Any pictures in the records below should be skipped; write out everything else exactly.

-- BEGIN Input data --

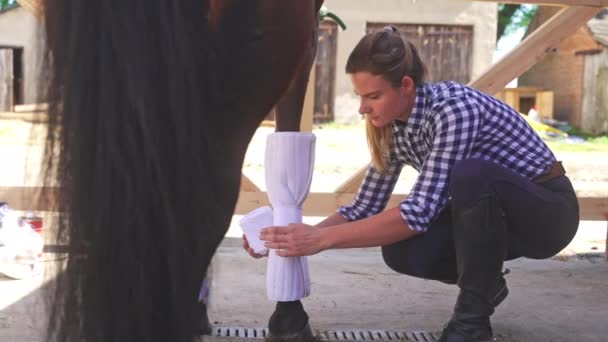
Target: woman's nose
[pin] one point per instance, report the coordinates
(363, 109)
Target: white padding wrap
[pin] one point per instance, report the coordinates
(252, 223)
(289, 168)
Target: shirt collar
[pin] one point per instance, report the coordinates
(421, 103)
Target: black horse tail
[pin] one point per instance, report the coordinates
(131, 94)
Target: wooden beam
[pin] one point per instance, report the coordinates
(248, 185)
(532, 49)
(593, 3)
(593, 208)
(30, 198)
(326, 203)
(309, 103)
(34, 107)
(30, 117)
(34, 6)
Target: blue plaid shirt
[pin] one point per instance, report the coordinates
(449, 122)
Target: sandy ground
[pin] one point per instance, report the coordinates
(561, 299)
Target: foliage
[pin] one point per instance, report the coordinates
(6, 3)
(512, 17)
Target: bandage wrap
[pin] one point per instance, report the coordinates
(289, 168)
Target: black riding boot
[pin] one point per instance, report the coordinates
(203, 325)
(480, 239)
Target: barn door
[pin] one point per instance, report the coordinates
(445, 49)
(6, 80)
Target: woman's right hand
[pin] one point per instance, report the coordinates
(250, 250)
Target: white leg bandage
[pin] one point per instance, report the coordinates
(289, 167)
(252, 223)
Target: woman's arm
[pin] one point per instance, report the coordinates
(378, 230)
(332, 220)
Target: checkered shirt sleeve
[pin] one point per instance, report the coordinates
(453, 133)
(374, 193)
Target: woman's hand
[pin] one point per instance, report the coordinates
(296, 239)
(250, 250)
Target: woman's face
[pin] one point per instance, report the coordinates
(380, 100)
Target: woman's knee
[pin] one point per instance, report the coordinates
(398, 260)
(469, 179)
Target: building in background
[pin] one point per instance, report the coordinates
(577, 73)
(456, 39)
(19, 62)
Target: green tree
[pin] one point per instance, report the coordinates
(512, 17)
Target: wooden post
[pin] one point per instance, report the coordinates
(533, 48)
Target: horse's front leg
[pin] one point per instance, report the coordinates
(289, 321)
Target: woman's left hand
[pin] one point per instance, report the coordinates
(296, 239)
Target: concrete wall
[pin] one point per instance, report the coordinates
(18, 28)
(356, 13)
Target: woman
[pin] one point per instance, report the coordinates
(489, 189)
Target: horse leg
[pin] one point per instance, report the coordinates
(282, 38)
(289, 321)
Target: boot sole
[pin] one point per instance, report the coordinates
(501, 295)
(305, 335)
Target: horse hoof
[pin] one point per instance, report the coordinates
(304, 335)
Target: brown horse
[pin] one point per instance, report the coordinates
(152, 104)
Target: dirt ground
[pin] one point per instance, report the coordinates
(562, 299)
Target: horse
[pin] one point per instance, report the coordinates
(152, 104)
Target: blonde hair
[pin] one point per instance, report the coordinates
(388, 54)
(379, 142)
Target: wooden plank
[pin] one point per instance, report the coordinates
(593, 208)
(6, 80)
(33, 107)
(248, 185)
(34, 6)
(324, 204)
(533, 48)
(592, 3)
(30, 198)
(353, 183)
(30, 117)
(309, 104)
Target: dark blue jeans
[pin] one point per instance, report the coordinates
(541, 219)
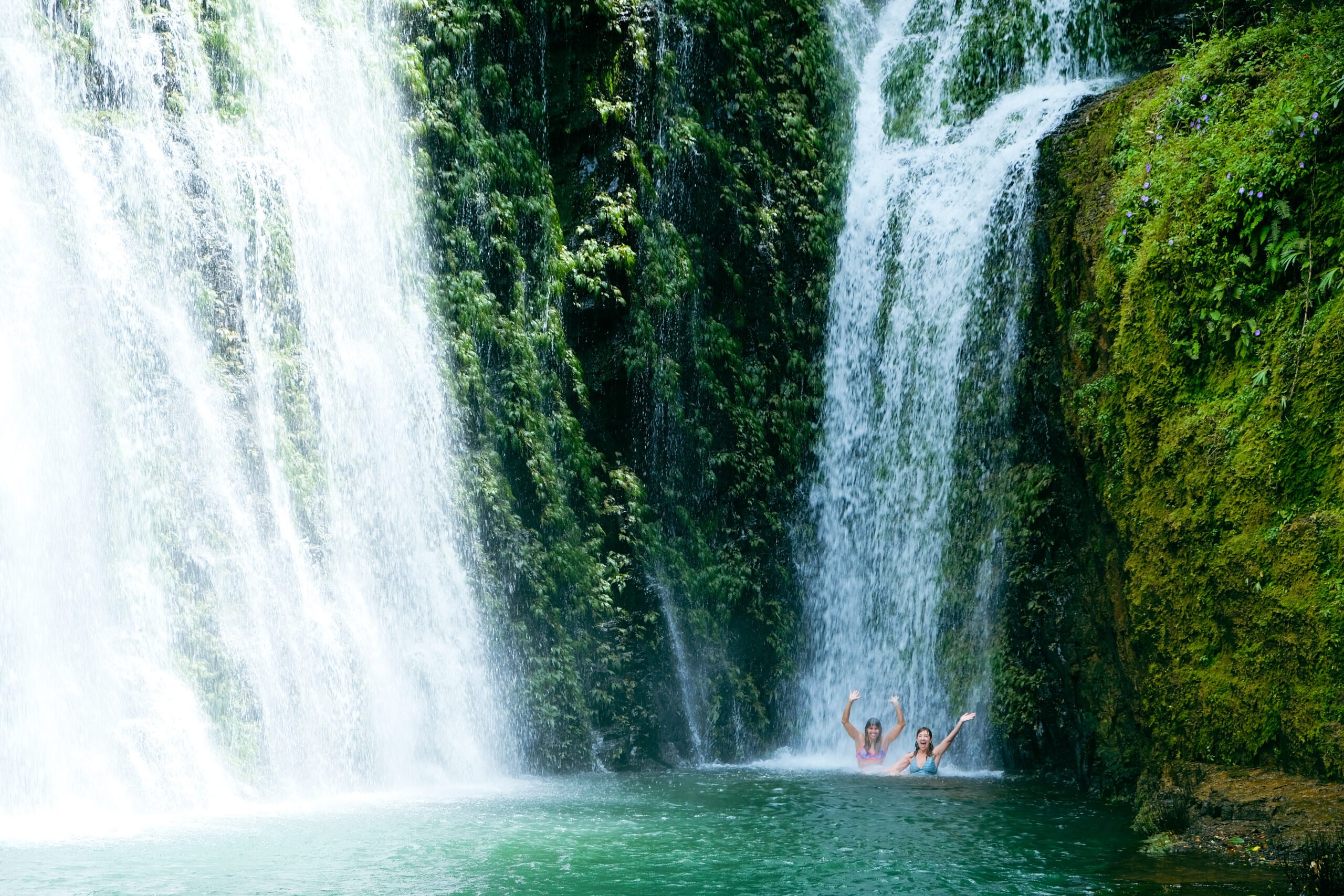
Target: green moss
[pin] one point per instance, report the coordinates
(1194, 356)
(634, 262)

-- END Input data --

### Task answer
Target: woman's nose
[pin] one point per instance, report the coordinates
(363, 109)
Target: white padding wrap
[pin] one point per instance, report the coordinates
(252, 223)
(289, 168)
Target: shirt collar
[pin] one point per instance, report the coordinates
(421, 103)
Target: black horse tail
[pin] one point per instance, report the coordinates
(131, 94)
Target: wooden beam
[pin] one point per instance, report the coordinates
(248, 185)
(532, 49)
(593, 3)
(593, 208)
(30, 198)
(326, 203)
(309, 103)
(34, 107)
(30, 117)
(34, 6)
Target: blue plaid shirt
[pin] one point per instance, report the coordinates
(449, 122)
Target: sandy ground
[pin] one point per instance, report the coordinates
(561, 299)
Target: foliage
[pin] one point per instance, report the coordinates
(6, 3)
(512, 17)
Target: bandage wrap
[pin] one point per instance, report the coordinates
(289, 168)
Target: black riding boot
[pin] one point per instance, report the coordinates
(203, 325)
(480, 239)
Target: barn door
[pin] one point per instance, report the coordinates
(445, 49)
(6, 80)
Target: woman's right hand
[pin] one point per instance, report the coordinates
(250, 250)
Target: white leg bandage
[pin] one point per instance, report the coordinates
(289, 167)
(252, 223)
Target: woman's arm
[pin] one point per instance, report the coordinates
(378, 230)
(332, 220)
Target: checkered shirt sleeve
[pin] one point per instance, report the coordinates
(453, 133)
(374, 193)
Target: woman's hand
[pin] one point per instance, report the coordinates
(296, 239)
(250, 250)
Target: woman's face
[pin] one point per instance, report the coordinates
(380, 100)
Target: woman's knee
[pin] one point per instance, report the coordinates
(398, 260)
(469, 179)
Target: building in background
[pin] one point per instance, report the coordinates
(577, 73)
(456, 39)
(19, 62)
Target: green tree
[pin] one point per instance, report the coordinates
(512, 17)
Target: wooden post
[pin] one point per instance, report the coordinates
(533, 48)
Target: horse's front leg
[pin] one point per instance, report the coordinates
(289, 321)
Target: woman's left hand
[pin] one point per instance, report the coordinates
(296, 239)
Target: concrete wall
[pin] one point per instance, report the coordinates
(18, 28)
(356, 13)
Target: woman
[pin] one point per instance, report the coordinates
(489, 189)
Target: horse leg
[pin] one point per instance, report the coordinates
(282, 38)
(289, 321)
Target: boot sole
[pin] one point per instance, report the coordinates
(501, 295)
(305, 335)
Target: horse hoof
[pin] one point per instance, report the coordinates
(304, 335)
Target: brown horse
[pin] one point per instance, report the coordinates
(152, 104)
Target: dirt ground
[pin] one point per instance, report the coordinates
(562, 299)
Target: horse
[pin] one point per instance, report the coordinates
(152, 104)
Target: blonde hair
[pin] one point per instance, report the coordinates
(388, 54)
(379, 142)
Target: wooden plank
[pin] one point per instance, report the coordinates
(593, 208)
(6, 80)
(33, 107)
(248, 185)
(34, 6)
(324, 204)
(533, 48)
(592, 3)
(30, 198)
(353, 183)
(30, 117)
(309, 104)
Target: dark blue jeans
[pin] one point per instance, report the coordinates
(541, 219)
Target: green moss
[pin] one point per instance, report the coordinates
(1194, 356)
(634, 262)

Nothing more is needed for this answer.